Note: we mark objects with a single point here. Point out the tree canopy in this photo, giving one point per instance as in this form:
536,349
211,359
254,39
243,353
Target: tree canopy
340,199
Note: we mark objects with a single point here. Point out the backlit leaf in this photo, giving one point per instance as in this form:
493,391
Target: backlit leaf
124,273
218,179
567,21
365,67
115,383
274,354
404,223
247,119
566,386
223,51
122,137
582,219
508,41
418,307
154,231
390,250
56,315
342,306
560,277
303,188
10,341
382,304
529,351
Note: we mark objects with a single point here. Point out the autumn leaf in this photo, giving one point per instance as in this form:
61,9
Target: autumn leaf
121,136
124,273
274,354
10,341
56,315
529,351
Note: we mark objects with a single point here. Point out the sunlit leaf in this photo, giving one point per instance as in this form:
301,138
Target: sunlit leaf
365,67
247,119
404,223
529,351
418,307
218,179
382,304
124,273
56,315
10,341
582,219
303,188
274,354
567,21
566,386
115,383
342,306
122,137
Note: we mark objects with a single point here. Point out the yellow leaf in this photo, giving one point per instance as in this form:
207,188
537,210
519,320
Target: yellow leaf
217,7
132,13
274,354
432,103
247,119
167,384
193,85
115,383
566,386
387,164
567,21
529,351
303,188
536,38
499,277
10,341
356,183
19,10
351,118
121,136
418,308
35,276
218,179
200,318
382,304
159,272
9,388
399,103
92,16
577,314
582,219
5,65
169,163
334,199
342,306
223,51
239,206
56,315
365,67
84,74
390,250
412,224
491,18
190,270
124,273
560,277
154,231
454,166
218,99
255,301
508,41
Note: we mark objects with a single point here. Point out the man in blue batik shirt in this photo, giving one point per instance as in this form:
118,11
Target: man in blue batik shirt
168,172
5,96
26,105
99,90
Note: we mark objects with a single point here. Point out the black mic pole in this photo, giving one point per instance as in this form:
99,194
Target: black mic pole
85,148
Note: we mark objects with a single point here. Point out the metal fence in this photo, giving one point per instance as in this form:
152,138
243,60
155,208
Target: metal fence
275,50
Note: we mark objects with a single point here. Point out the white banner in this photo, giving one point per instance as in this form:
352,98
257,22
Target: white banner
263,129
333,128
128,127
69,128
• • • • •
Objective> From the listing above, extract all records word for word.

Answer for the task>
Note: we mark objects with a single point here. Point out the tree canopy in this photo, giving one point per instance as in this form:
536,349
211,359
254,39
243,353
Target: tree canopy
340,199
Note: we mark objects with a single point here. Point out the backlit leaf in this photo, giving one point per instance as in this form:
493,391
Target: backlit leaf
124,273
218,179
567,21
365,67
115,383
274,354
404,223
247,119
566,386
223,51
122,137
582,219
508,41
418,307
154,231
390,250
56,315
342,306
560,277
303,188
10,341
382,304
529,351
Note: we mark objects with a single point here. Point out the autumn leaf in this photo, giving one point per instance as in this form:
61,9
Target: autumn leaf
121,136
124,273
274,354
10,341
56,315
529,351
Note: we mark objects with a single point here. Point out the sunlit leaf in this photo, giving one point per instance as in this form:
301,138
Target: sunlit leaf
365,67
247,119
404,223
529,351
418,307
218,179
382,304
124,273
56,315
10,341
582,219
303,188
274,354
567,21
566,386
115,383
342,306
122,137
Note: we mark objects with a single point here. Point out the yellow leaf in this photo, giving one point per instance as in this form:
207,188
537,210
519,320
Target: yellow leaf
217,7
132,13
274,354
432,103
247,119
167,384
193,85
115,383
566,386
387,164
567,21
529,351
303,188
536,38
499,277
10,341
356,183
19,10
351,118
121,136
418,308
35,276
218,179
200,318
382,304
159,272
9,388
399,103
92,16
577,314
582,219
5,65
169,163
334,199
342,306
223,51
239,206
56,315
365,67
84,74
390,250
412,224
491,18
190,270
124,273
560,277
154,231
454,166
218,99
255,301
508,41
Note: we mark objects with a single point here. Point out the man in blue batik shirt in this photo, giving one point per instance as in this form:
118,11
Target: man in blue batik shirt
168,172
5,96
26,105
99,90
Note: we mark objects with a single point here. Point out the black mic pole in this photo, giving one point per instance as in this form:
99,194
Target: black mic pole
85,148
Note: we mark objects with a single point here. Point out the metal fence in this photo, giving one point per instance as in this form:
152,138
243,60
155,208
Target: metal fence
275,50
Note: we mark objects with a single point here. Point out the white banner in this photo, giving one point per instance as in this form:
352,98
257,22
Target: white banner
263,129
333,128
128,127
69,128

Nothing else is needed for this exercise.